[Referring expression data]
^^^^

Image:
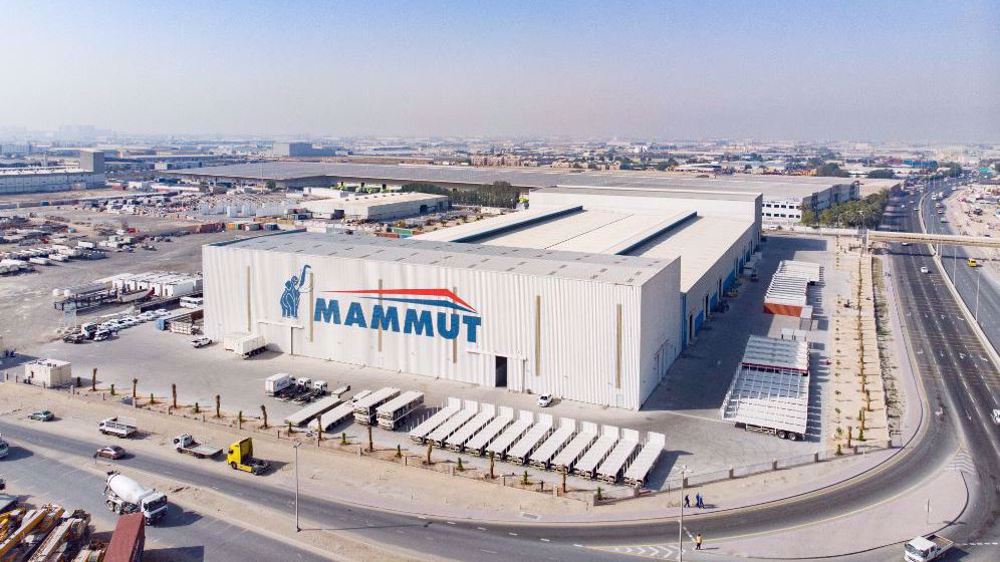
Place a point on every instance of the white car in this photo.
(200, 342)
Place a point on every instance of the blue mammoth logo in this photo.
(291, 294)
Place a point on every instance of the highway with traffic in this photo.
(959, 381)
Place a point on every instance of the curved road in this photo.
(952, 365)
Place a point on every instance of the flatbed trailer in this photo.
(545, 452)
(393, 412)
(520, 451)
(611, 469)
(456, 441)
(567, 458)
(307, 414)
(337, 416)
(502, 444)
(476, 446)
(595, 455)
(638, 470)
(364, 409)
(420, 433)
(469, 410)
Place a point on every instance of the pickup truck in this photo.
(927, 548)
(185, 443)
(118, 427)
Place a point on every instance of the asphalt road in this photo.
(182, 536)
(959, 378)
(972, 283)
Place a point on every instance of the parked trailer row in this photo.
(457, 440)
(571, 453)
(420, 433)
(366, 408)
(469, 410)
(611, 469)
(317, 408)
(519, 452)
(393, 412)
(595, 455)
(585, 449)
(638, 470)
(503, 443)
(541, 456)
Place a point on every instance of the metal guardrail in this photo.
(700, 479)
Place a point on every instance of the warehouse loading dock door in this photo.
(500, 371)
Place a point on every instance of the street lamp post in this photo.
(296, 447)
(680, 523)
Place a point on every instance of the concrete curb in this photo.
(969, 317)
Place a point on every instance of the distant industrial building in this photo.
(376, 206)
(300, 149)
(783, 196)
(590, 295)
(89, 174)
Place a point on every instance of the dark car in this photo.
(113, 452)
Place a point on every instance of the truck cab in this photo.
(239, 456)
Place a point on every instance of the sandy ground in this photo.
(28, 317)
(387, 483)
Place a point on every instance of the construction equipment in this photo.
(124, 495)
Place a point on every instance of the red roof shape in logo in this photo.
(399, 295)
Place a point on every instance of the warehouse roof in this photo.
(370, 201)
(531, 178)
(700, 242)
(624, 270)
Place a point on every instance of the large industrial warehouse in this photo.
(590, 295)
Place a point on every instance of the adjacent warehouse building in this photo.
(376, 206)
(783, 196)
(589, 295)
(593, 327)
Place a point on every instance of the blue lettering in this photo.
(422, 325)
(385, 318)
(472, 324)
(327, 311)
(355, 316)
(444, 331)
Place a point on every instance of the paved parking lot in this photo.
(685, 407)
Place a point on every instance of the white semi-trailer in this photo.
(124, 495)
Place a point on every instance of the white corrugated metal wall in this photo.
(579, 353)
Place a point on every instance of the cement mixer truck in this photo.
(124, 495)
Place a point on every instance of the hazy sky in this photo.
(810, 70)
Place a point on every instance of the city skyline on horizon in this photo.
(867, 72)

^^^^

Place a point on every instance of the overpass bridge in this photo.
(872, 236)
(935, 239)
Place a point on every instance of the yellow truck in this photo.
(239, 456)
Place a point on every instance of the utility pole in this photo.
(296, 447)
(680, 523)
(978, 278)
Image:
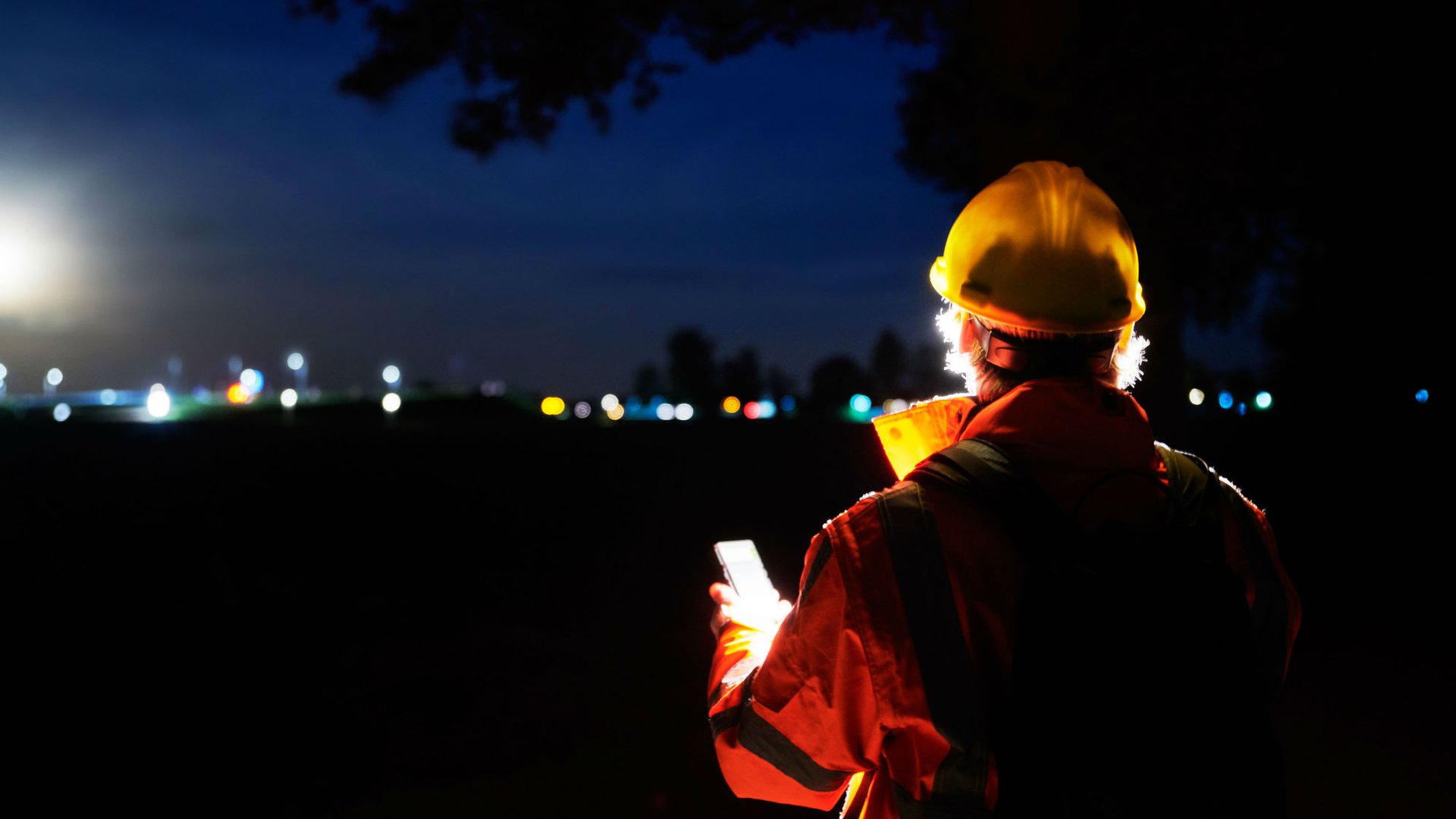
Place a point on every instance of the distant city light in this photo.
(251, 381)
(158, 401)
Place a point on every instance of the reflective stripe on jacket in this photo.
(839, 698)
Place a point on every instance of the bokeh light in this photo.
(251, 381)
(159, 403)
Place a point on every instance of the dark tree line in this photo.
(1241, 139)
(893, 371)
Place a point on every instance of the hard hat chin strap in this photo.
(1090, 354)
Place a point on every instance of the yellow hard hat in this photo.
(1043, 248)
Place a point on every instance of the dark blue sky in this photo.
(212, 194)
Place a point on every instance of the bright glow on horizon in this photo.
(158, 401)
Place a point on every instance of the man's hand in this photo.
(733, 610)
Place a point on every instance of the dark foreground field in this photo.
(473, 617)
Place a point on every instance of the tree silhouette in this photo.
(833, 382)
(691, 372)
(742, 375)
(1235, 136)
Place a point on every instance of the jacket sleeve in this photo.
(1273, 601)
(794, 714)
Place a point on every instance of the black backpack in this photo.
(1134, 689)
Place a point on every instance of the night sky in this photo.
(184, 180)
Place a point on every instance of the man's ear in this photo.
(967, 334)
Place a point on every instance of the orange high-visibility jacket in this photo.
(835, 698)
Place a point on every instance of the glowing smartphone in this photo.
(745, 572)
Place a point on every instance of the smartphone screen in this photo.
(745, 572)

^^^^

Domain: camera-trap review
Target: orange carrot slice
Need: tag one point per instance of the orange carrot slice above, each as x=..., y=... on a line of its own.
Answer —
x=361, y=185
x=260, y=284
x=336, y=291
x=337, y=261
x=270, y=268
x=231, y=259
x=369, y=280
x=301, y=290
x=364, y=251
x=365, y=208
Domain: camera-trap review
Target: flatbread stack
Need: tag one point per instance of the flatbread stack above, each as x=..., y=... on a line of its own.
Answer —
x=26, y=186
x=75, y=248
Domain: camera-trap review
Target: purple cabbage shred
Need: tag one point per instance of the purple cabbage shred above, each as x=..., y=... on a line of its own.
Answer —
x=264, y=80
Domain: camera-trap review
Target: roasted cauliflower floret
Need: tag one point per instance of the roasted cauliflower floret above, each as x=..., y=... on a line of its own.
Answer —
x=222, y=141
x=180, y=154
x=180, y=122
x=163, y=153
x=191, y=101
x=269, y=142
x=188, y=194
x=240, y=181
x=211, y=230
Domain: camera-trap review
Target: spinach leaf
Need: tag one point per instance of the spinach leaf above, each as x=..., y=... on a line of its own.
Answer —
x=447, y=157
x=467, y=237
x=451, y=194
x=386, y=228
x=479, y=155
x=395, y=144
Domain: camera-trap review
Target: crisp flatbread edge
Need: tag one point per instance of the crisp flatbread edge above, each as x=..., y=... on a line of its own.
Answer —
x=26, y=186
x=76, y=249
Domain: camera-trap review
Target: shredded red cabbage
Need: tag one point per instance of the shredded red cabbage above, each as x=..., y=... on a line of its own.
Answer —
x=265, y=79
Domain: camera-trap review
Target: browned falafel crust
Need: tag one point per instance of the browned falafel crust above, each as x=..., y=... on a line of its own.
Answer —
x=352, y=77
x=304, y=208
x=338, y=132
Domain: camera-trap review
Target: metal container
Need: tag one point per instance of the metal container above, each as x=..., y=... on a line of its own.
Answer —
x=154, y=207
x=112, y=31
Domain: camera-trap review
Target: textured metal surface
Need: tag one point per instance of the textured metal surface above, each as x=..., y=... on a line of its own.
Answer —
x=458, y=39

^^^^

Work instructions
The entries above hold the needed span. Transcribe exactly the lines from the one with "Target: orange carrot slice" to the one with "Target: flatbread stack", both included.

Your solution
Target: orange carrot slice
Need: tag one point per instance of the orange carrot slice above, each as x=..., y=... on a line of its own.
Answer —
x=361, y=185
x=260, y=284
x=336, y=291
x=337, y=261
x=270, y=268
x=231, y=259
x=369, y=280
x=301, y=290
x=364, y=251
x=365, y=208
Domain: camera-trap review
Target: flatbread stack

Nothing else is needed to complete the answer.